2011 iba a ser el Año de México en Francia. La inauguración oficial de las festividades, el 3 de febrero de ese año, se hizo en el Museo de Orsay, en París. Había más de 300 actividades previstas y se esperaba que los lazos de amistad entre los dos países (que siempre son, antes que nada, posibilidades comerciales) resultaran fortalecidos. Sin embargo, las relaciones entre Francia y México –y, más precisamente, entre sus respectivos presidentes, Nicolas Sarkozy y Felipe Calderón– eran tensas desde hacía un buen tiempo. La razón tenía nombre y apellido: Florence Cassez, una ciudadana francesa detenida en México en diciembre de 2005 bajo acusaciones de secuestro extorsivo y otras conductas criminales. Para cuando las celebraciones por el Año de México debían empezar a desplegar sus fulgores, las negociaciones entre ambos estados por la interpretación del Convenio de Estrasburgo habían llegado a un punto muerto, y el 14 de febrero México anunciaba, en la página web de su Secretaría de Relaciones Exteriores, que no sería parte de la fiesta.
Pero todo esto arrancó mucho antes, como explica Jorge Volpi en Una novela criminal, ganadora del premio Alfaguara 2018. Para el público mexicano este espectáculo, que terminaría en una crisis diplomática, comenzó en las primeras horas de la mañana del 9 de diciembre de 2005, cuando los dos noticieros con más audiencia de la televisión, Primero Noticias (Televisa) y Hechos AM (TV Azteca) transmitieron en vivo y en directo la liberación de tres personas secuestradas en la finca Las Chinitas, ubicada en la carretera federal México-Cuernavaca, y la captura de sus secuestradores. Las víctimas eran Ezequiel Elizalde, de 21 años, y una mujer y su hijo de 11 años: Cristina Ríos Valladares y Christian Ramírez Ríos. Los criminales eran Israel Vallarta, de 31 años, mexicano, y Florence Cassez, de 29, francesa.
El exitoso operativo llevado a cabo por la Agencia Federal de Investigaciones (AFI) ante los ojos de todos los mexicanos que en ese momento sintonizaban la televisión fue, sin embargo, un montaje. La verdad es que Israel y Florence habían sido detenidos el día anterior, secuestrados por los agentes de la AFI en plena calle, torturados en el interior de una camioneta y trasladados, en la madrugada del día siguiente, a la finca en la que vivía Israel y en la que Florence ocupaba, transitoriamente, la casa de huéspedes del fondo. Sobre las tres víctimas que supuestamente estaban retenidas en el lugar sólo cabe decir que no se sabe con exactitud en dónde habían estado hasta ese momento, porque tanto la AFI como las emisoras de televisión involucradas tuvieron que admitir que lo que habían querido hacer pasar por una transmisión en vivo no era otra cosa que una “dramatización”, un show montado para lucimiento de los agentes y seducción de la teleaudiencia.
---
Requisitos de tareas:
**a.** Enumera todas las personas a las que el texto sobre el caso Florence Cassez menciona con nombre y apellido.
**b.** Prolonga el texto sobre el caso Florence Cassez a partir de su última oración.

Material:
---
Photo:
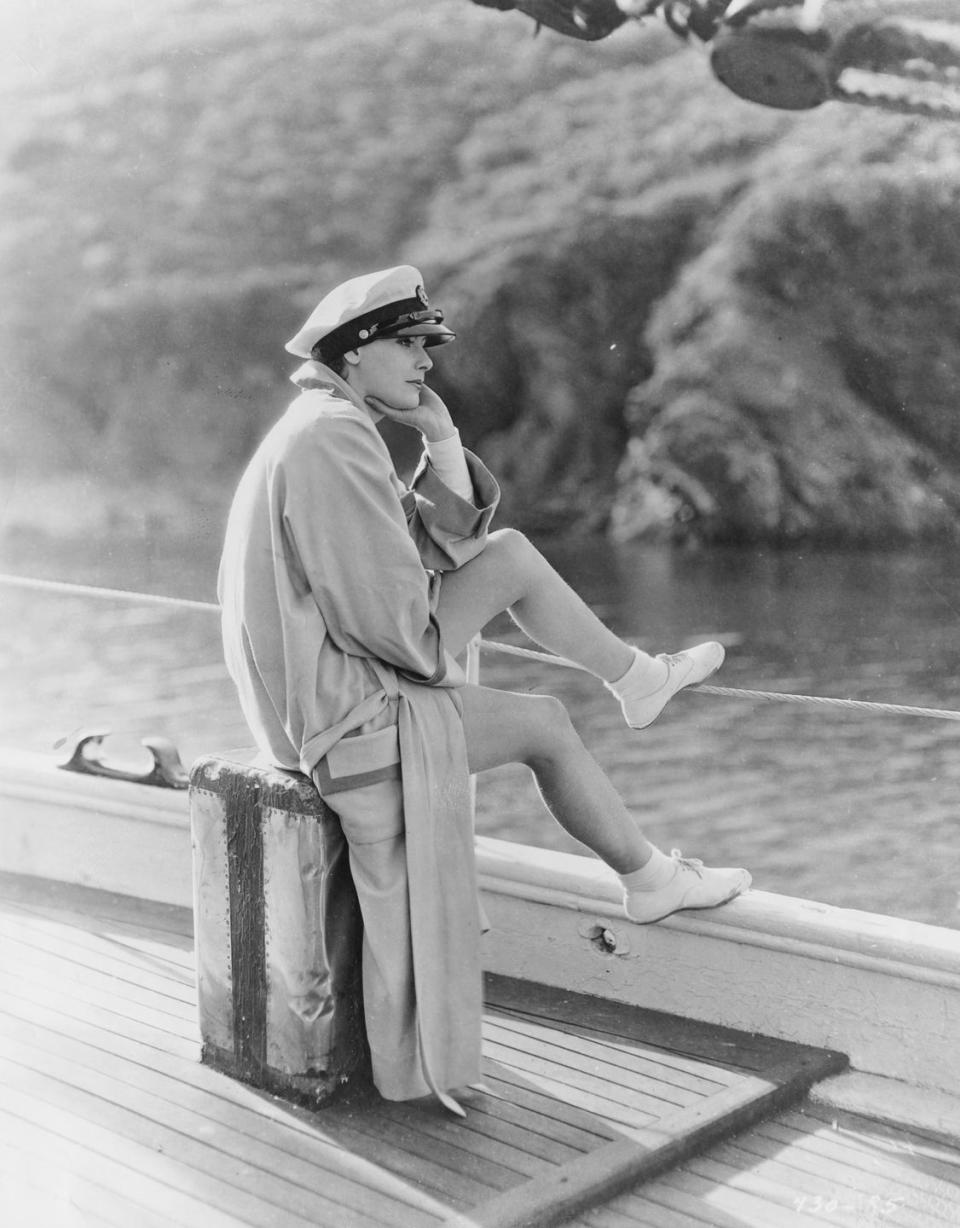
---
Resultados por tarea:
**a.** Nicolas Sarkozy, Felipe Calderón, Florence Cassez, Jorge Volpi, Ezequiel Elizalde, Cristina Ríos Valladares, Christian Ramírez Ríos e Israel Vallarta.

**b.**
El caso Vallarta-Cassez, también conocido como “el de la banda del zodíaco”, fue muy sonado en México y sirvió para que Felipe Calderón, que asumió la presidencia al año siguiente, lo usara como bandera de su guerra personal contra el narcotráfico. La cantidad de irregularidades en el proceso de detención y enjuiciamiento de los supuestos secuestradores, las contradicciones entre los testigos, los numerosos desmentidos que siguieron a confesiones detalladas ante la Policía, las torturas comprobadas, la corrupción, la impunidad y la violencia que impregnaron todo el proceso surgen de los miles de documentos que integran el expediente judicial y que Volpi revisó con rigor de abogado y curiosidad de cronista para armar la historia y darla a conocer fuera de México.
El libro es, según su propia definición, una “novela documental o novela sin ficción”, es decir, no una reconstrucción periodística ni un alegato judicial, sino un relato en el que todos los personajes son reales y muchos de los hechos están documentados, pero la verdad permanece sin revelarse y los blancos deben ser llenados con explicaciones que, siendo verosímiles, no dejan de ser especulativas.
Esta semana, Volpi (Ciudad de México, 1968) vino a Montevideo como parte de la extensa gira internacional de presentación de su libro. Ya había estado aquí hace diez años, como director del Festival Cervantino, y su nombre sonaba desde antes, ya que en 1999 fue el ganador del premio Seix Barral de Biblioteca Breve. Activo intelectual y gestor, Volpi fue, entre otras cosas, agregado cultural en París durante el gobierno de Vicente Fox.
¿Por qué se te ocurrió hacer una novela sobre este caso en particular?
Sobre todo porque me parecía que este caso reunía todos los elementos que podían ser interesantes para mí y, creía, para los demás. Por supuesto, es un caso criminal, pero es uno de los pocos casos criminales en México que alcanzó una resonancia internacional, precisamente por la nacionalidad de Florence y por la pelea entre Sarkozy y Calderón, entonces esa parte también lo hacía notable. En segundo lugar, por la propia parte policíaca, y en lo relativo a la relación entre el poder y los medios de comunicación. Además me interesaba por la propia historia de Israel y Florence, la historia de amor que había en medio de toda esta otra historia.
El proceso penal mexicano pasó en 2008 de uno inquisitivo a uno acusatorio (acá acaba de pasar lo mismo); ¿es una mejora en los tiempos de la Justicia?
Es un avance, sin duda, pero ni siquiera ha acabado de implementarse. Han pasado diez años y todavía no acaba de implementarse, por muchas resistencias del propio Poder Judicial e incluso de los políticos. Todavía hay muchos políticos que salen a decir que lo único que va a provocar esa reforma es que haya más criminales en las calles.
Es una reforma que apunta, por lo pronto, a evitar tanto tiempo de prisión sin condena.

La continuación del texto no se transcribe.